§ **Work instruction**
Continue the news article below on the new gorilla genome study, beginning after its final sentence.

Gorillas Are Not That Different From Us, New Study Shows
Researchers recently took a second look at the genome of gorillas to acquire fresh insight on their similarities and differences with us.
Using the DNA of a gorilla named Sue, researchers discovered that they are more genetically related to humans, more than what the previous results of the first gorilla genetic mapping in 2012 showed, as per a Reuters report.
The gorilla, according to Defenders of Wildlife, is one of the four species of great apes that are closely related to humans. The other three are chimps, bonobos and orangutans.
NH Voice reported that the latest genome sequencing of gorillas revealed only a 1.6 percent difference in the genes of gorillas and humans.
Chimps and bonobos are the closest relative of humans with only 1.2 percent gene divergence, while orangutans differ from humans by 3.1 percent.
Humans differ from one another by around 0.1 percent.
The study, published in the journal Science, also showed the areas where gorillas and humans are different. These include sensory perception, regulation of insulin, production of keratin and the immune and reproductive systems.

§ **Supplied information**
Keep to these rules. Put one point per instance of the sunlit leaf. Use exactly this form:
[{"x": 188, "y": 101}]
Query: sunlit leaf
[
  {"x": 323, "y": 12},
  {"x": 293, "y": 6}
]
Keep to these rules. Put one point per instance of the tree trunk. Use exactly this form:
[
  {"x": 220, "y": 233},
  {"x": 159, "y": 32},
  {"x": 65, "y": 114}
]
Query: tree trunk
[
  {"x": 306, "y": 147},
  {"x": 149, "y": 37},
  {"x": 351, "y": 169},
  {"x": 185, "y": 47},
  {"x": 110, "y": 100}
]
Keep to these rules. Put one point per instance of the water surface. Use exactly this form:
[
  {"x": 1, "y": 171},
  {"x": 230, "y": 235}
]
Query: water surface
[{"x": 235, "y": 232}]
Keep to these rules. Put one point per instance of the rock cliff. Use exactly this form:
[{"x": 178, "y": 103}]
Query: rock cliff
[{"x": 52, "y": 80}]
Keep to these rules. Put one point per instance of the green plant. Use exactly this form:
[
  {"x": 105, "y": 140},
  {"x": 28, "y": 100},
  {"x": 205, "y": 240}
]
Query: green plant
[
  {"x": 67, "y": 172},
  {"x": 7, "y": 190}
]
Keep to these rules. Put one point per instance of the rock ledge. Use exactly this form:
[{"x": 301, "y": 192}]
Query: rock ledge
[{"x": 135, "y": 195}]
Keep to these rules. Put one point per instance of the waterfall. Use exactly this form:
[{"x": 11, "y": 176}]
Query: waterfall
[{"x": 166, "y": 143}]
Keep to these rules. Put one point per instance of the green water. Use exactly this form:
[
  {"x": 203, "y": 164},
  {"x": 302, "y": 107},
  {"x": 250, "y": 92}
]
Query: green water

§ **Solved exercise**
Christopher Hill, a genetic researcher at University of Washington and one of the authors of the study, told Reuters that researchers can better identify parts of the human genome that are related with complex language, higher cognition, and behavior and neurological diseases by looking at the difference between species.
Hill added that the availability of complete and accurate genomes for comparisons allowed the researchers to discover interspecies differences.
Gorillas can be found in Uganda, Rwanda and the Democratic Republic of the Congo. They are listed in the International Union for the Conservation of Nature (IUCN) Red List of Threatened Species as "critically endangered."
According to Sea World, female gorillas can only give birth around every four years with usually only one infant, and in rare occasions, they give birth to twins.
The populations of gorillas are in a constant decline due to diseases, poaching, habitat loss and civil unrest.